#### Source text:
++++

7- Triplets help a lot. Think of the solo from Foreigner's "Cold As Ice" When I heard this back in the day a Knew triplets were cool. Playing 3 note patters over 1/8th notes is kinda cool too. I think the opening riff from "Blue Morning" is pretty close here.

8 - Steal without shame or remorse - For goodnes sake, when you hear someone else do something you like LEARN IT, use it, make it your own. How the heck do you think Clapton got where he is...playing like that and all. I suspect he listened to a great many records and played along with them and copied his favourite riffs. The clip below contains a riff that borrows heavily from Jeff Beck's version of "She's a Woman" from Blow by Blow (starts on the low open E string followed by a couple of quick hammer ons and things. 

http://trinityamps.com/clips/samples/Fusion2.mp3

9- For goodness sake, practice with a metronome!


----------



## sambonee (Dec 20, 2007)

++++

#### Listing:
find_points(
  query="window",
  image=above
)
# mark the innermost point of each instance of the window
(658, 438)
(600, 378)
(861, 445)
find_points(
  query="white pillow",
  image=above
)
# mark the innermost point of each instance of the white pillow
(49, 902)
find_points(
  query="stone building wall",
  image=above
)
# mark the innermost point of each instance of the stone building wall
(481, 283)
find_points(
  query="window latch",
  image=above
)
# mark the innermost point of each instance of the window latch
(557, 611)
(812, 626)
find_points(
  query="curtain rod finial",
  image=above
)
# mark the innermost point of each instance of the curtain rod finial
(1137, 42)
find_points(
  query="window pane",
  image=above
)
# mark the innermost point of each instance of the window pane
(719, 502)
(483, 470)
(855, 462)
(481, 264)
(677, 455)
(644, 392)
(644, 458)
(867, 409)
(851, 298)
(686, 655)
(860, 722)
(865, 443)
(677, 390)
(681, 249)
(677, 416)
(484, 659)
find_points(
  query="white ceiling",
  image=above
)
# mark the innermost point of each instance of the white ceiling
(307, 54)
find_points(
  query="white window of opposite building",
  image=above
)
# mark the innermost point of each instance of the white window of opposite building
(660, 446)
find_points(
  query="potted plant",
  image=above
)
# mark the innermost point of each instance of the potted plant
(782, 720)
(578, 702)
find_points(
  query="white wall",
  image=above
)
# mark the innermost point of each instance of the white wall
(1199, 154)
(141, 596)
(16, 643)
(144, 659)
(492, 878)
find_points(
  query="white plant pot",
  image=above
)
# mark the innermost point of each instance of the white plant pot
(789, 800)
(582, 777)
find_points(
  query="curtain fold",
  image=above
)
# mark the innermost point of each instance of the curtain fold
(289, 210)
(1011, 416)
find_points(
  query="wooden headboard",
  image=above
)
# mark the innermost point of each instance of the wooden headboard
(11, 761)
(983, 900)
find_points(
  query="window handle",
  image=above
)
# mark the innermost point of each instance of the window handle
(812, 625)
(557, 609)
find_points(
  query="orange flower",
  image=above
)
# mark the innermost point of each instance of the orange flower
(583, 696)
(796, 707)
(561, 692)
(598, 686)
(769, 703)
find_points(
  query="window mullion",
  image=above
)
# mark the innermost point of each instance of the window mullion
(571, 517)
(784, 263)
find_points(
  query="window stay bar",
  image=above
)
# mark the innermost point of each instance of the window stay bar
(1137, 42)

++++

#### Problems to solve:
[a] Repeat the part of the guitar tips text from "8 - Steal without" to "ons and things.".
[b] In the guitar tips text, which Jeff Beck album has the version of "She's a Woman" that the riff in the clip borrows from?
[c] Pick up the guitar tips text after its last line and keep writing.

#### Task answers:
[a]
8 - Steal without shame or remorse - For goodnes sake, when you hear someone else do something you like LEARN IT, use it, make it your own. How the heck do you think Clapton got where he is...playing like that and all. I suspect he listened to a great many records and played along with them and copied his favourite riffs. The clip below contains a riff that borrows heavily from Jeff Beck's version of "She's a Woman" from Blow by Blow (starts on the low open E string followed by a couple of quick hammer ons and things.

[b] Blow by Blow

[c]
Fluidity is basically how smooth your playing is. Effortlessness I would say is a big part of it. 

I have been asked a number of times how I play the way I do. 
1. I try never to play as fast as I can 
2. I try to build on melodic themes as the great classical composers would always do 
3. If it's impossible to whistle, it's probably not memorable 4. Maintain your guitar regularly. Too many overlook how now strings help with effortlessness on the guitar. 
5. Study what notes work best under each chord. 
6. *** learn what the rules of writing great melodies are. Mostly step-wise motion, simple, harmonic repetition, rhythmic repetition, etc ..... 

Lastly, it's pretty impossible to play at your max speed and stay fluid. Any of the solos that you can sing probably aren't smokin, 

Comments? Thoughts?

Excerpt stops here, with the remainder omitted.